● **ESTRATTO FORNITO**
· · · · ·

Close-recensione

Con il suo primo lungometraggio, Girl, il regista belga Lukas Dhont era meravigliosamente uscito dai canoni del racconto di formazione per raccontare la dura e tenera vicenda di un ragazzo impegnato nella propria transizione di genere, affermandosi come un regista dotato di rara sensibilità. Con il suo secondo lungometraggio, Close, egli torna a raccontare il mondo dei ragazzi con un coming of age che a sua volta dà prova della grazia e dell’originalità del suo sguardo. Presentato nel Concorso del Festival di Cannes, dove ha vinto il Grand Prix Speciale della Giuria, e poi ad Alice nella Città, sezione parallela e autonoma della Festa del Cinema, il film si afferma dunque come gioiello di dolcezza ma anche per la brutale onesta con cui ritrae il delicato periodo dell’adolescenza.

 

Protagonisti di questo racconto sono i tredicenni Léo (Eden Dambrine) e Rémi (Gustav De Waele) da sempre migliori amici o “quasi fratelli” come si definiscono loro, che trascorrono insieme tutto il loro tempo libero, vivendo avventure, raccontandosi di tutto e condividendo ogni emozione. Quando l’estate finisce e le scuole superiori iniziano, i due diventano anche compagni di classe. Qui, il loro legame speciale non manca di attirare l’attenzione di alcuni altri studenti e dalla loro curiosità sorge una domanda semplice e ingenua, che però darà vita ad un vero e proprio terremoto nel rapporto tra i due amici. Da quel momento in poi, i due scopriranno quanto possa essere doloroso crescere e cambiare come persone.

In conflitto con sé stessi

Un elemento particolarmente affascinante di Girl era dato dal fatto che il conflitto vissuto dal protagonista relativamente alla propria volontà di cambiare sesso non era generato dallo scontro con quanti intorno a lui, bensì con sé stesso. La transizione di genere e il bisogno di una nuova autodeterminazione dovevano dunque necessariamente passare attraverso l’accettazione da parte dello stesso protagonista e non dalla società in cui è inserito, che al contrario veniva rappresentata come particolarmente aperta nei confronti di tale cambiamento. Similmente, in Close, il conflitto che si viene a generare tra i due adolescenti protagonisti è scaturito primariamente da loro stessi, dal desiderio tutto loro di conformarsi a regole di cui in realtà non avrebbero bisogno.

· · · · ·

● **RIGHE ESTRATTE**
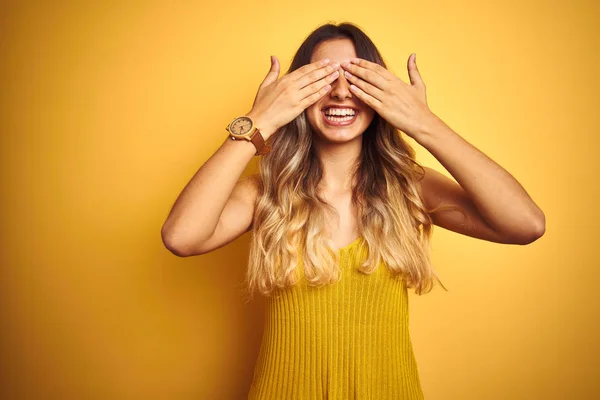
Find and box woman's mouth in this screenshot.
[321,110,358,126]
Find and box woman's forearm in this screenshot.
[414,115,545,239]
[161,133,256,255]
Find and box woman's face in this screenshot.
[306,38,375,143]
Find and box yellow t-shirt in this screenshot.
[248,236,423,400]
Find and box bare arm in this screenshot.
[161,130,256,257]
[161,57,339,257]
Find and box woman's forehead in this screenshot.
[310,38,356,63]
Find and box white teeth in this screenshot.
[325,108,356,115]
[325,115,354,122]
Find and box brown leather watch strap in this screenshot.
[250,128,271,156]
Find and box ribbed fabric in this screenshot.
[248,237,423,400]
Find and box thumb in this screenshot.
[407,53,425,86]
[262,56,279,86]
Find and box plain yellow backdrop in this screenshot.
[0,0,600,400]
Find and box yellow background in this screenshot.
[0,0,600,400]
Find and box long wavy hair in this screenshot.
[245,23,462,297]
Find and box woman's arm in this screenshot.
[161,130,256,257]
[412,114,546,244]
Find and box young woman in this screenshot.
[162,23,545,399]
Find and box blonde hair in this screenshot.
[240,23,460,297]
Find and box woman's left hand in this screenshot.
[340,54,437,138]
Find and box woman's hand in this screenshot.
[248,56,339,140]
[342,55,437,138]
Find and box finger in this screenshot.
[350,58,398,81]
[300,70,340,99]
[342,62,389,91]
[294,63,340,89]
[300,85,331,110]
[344,71,384,102]
[260,56,279,87]
[350,84,383,111]
[287,58,329,81]
[408,53,425,87]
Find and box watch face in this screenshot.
[231,117,252,135]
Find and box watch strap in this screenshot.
[250,128,271,156]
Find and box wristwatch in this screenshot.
[225,115,271,156]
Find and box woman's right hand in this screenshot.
[247,56,339,140]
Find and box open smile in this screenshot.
[321,110,359,126]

· · · · ·

● **DA FARE**
1. Di' se ognuna di queste affermazioni è d'accordo con la recensione di Close. Rispondi sì o no e riporta alla lettera le parole della recensione che lo stabiliscono: (a) Close ha vinto il Grand Prix Speciale della Giuria a Cannes; (b) Léo e Rémi hanno quindici anni; (c) in Girl la società intorno al protagonista è mostrata come ostile al suo cambiamento.
2. Riporta senza cambiare nulla tutto il pezzo della recensione di Close che va da "Protagonisti di questo" giù fino a "cambiare come persone.".

● **RISULTATI FINALI**
1.
(a) Sì: "dove ha vinto il Grand Prix Speciale della Giuria".
(b) No: "i tredicenni Léo (Eden Dambrine) e Rémi (Gustav De Waele)".
(c) No: "veniva rappresentata come particolarmente aperta nei confronti di tale cambiamento".

2.
Protagonisti di questo racconto sono i tredicenni Léo (Eden Dambrine) e Rémi (Gustav De Waele) da sempre migliori amici o “quasi fratelli” come si definiscono loro, che trascorrono insieme tutto il loro tempo libero, vivendo avventure, raccontandosi di tutto e condividendo ogni emozione. Quando l’estate finisce e le scuole superiori iniziano, i due diventano anche compagni di classe. Qui, il loro legame speciale non manca di attirare l’attenzione di alcuni altri studenti e dalla loro curiosità sorge una domanda semplice e ingenua, che però darà vita ad un vero e proprio terremoto nel rapporto tra i due amici. Da quel momento in poi, i due scopriranno quanto possa essere doloroso crescere e cambiare come persone.